> [What is needed] Nothing outside the range is wanted. Repeat exactly the lines below from the one with "--target orange fruit on plant" through the one with "581), (1228, 587)]]".

> [Data for analysis]
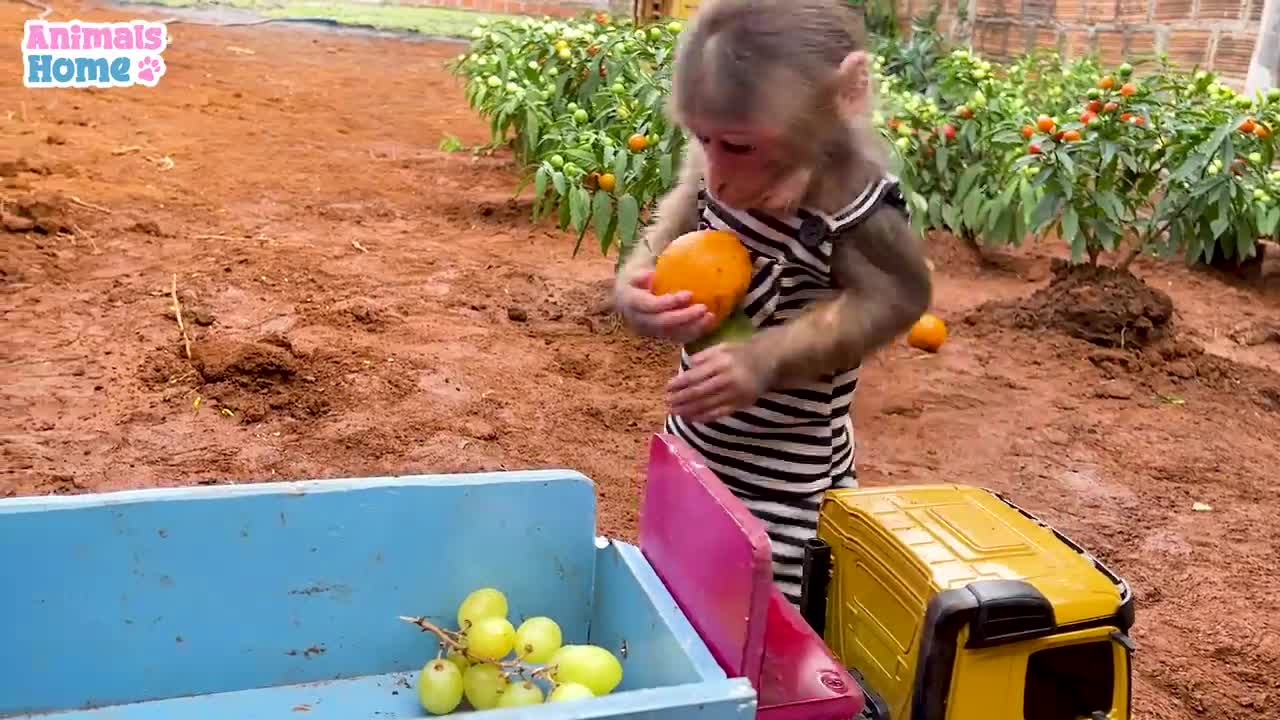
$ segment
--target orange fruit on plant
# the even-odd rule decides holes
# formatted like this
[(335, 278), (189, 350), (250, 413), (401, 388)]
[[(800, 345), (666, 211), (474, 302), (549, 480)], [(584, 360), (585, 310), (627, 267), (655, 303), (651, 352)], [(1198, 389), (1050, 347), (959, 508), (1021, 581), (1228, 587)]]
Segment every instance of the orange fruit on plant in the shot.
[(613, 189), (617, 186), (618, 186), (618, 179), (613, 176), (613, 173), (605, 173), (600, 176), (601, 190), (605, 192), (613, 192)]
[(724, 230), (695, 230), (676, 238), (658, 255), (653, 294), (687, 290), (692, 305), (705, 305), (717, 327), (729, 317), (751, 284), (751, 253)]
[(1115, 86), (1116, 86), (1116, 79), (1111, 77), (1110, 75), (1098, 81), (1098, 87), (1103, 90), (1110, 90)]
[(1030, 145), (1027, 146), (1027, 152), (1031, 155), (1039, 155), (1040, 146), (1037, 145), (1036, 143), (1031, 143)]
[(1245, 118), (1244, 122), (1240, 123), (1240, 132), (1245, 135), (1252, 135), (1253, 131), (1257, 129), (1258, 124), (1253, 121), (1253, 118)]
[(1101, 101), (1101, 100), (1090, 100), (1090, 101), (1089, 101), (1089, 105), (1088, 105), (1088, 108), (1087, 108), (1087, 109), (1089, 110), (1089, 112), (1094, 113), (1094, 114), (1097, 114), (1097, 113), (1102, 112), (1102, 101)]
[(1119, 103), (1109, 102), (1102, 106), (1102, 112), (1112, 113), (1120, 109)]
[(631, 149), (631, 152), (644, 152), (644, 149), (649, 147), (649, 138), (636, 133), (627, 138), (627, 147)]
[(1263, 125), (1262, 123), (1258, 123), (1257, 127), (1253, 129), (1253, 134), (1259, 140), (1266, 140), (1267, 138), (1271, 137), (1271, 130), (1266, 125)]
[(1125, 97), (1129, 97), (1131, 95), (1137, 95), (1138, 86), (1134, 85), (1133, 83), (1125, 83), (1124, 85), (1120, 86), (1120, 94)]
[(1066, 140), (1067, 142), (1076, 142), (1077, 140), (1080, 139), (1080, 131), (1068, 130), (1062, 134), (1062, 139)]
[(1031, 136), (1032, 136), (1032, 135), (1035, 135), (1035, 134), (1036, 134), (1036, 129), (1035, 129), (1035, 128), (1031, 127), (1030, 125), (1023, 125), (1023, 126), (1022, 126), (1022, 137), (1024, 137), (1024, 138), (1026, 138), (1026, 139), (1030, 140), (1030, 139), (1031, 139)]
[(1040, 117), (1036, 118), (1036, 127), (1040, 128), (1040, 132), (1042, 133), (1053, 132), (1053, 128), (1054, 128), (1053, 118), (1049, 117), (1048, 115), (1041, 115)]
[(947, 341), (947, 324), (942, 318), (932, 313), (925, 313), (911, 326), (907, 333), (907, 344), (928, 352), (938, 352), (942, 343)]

...

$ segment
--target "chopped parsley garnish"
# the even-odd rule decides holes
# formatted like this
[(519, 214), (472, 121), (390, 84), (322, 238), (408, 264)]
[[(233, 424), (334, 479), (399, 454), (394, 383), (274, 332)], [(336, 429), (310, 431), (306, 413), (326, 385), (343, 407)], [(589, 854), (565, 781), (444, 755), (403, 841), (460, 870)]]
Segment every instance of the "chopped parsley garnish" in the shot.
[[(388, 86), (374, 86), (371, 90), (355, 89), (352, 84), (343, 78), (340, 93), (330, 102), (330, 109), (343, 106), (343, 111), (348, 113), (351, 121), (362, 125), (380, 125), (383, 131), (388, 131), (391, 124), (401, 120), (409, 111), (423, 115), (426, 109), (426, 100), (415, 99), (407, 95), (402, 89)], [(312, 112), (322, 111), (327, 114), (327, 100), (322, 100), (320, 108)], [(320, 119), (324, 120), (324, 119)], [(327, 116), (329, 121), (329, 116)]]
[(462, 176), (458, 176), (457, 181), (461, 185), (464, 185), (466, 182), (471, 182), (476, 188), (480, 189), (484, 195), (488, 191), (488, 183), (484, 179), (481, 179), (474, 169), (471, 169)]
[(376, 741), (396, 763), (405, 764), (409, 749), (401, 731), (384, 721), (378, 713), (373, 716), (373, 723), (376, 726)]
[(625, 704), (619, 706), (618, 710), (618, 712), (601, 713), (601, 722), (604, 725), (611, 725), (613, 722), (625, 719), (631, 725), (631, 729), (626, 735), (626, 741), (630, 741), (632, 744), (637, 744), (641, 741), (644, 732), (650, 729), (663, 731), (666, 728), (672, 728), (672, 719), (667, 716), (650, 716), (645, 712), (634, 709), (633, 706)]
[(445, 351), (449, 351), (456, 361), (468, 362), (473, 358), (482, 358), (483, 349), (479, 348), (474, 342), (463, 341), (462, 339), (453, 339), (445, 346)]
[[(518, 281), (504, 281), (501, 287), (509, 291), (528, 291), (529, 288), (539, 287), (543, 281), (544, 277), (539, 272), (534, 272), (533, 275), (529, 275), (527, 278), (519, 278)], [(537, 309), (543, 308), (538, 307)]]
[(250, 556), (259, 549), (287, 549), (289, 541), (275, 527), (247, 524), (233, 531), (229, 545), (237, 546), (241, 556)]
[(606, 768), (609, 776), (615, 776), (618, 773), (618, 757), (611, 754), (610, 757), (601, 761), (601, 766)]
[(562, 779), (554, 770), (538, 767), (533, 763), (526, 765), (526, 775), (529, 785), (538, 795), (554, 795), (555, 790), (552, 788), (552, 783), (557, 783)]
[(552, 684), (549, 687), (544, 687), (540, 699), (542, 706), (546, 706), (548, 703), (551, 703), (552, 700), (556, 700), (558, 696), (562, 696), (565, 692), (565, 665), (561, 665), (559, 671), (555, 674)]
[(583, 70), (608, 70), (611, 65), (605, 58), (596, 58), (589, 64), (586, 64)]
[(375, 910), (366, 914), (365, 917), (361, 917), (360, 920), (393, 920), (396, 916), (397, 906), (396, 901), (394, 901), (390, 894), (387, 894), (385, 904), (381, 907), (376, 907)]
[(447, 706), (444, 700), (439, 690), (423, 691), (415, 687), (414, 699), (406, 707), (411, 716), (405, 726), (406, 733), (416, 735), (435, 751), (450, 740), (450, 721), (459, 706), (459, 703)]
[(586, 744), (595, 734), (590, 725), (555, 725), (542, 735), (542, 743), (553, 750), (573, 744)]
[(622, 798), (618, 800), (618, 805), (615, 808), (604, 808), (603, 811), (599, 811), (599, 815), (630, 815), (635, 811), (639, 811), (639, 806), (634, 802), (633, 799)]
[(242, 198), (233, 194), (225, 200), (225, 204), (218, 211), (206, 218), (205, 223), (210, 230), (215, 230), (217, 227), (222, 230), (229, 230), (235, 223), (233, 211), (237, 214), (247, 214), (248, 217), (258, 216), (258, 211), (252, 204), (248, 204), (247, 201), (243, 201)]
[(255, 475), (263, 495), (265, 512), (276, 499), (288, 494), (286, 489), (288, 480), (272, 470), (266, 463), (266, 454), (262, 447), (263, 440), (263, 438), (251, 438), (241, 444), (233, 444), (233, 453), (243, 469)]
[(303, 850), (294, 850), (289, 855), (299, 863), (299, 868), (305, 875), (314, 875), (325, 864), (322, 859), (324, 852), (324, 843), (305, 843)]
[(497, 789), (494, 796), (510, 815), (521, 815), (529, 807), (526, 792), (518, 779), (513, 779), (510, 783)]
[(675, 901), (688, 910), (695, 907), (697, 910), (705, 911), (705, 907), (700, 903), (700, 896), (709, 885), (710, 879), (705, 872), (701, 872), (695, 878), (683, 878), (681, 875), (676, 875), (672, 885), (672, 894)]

> [Solution]
--target orange fruit on plant
# the even-odd rule decides holes
# formatted like this
[(335, 278), (189, 350), (250, 413), (401, 388)]
[[(800, 345), (666, 211), (474, 302), (549, 480)], [(584, 360), (585, 310), (627, 267), (655, 303), (651, 352)], [(1198, 389), (1050, 347), (959, 508), (1021, 581), (1228, 587)]]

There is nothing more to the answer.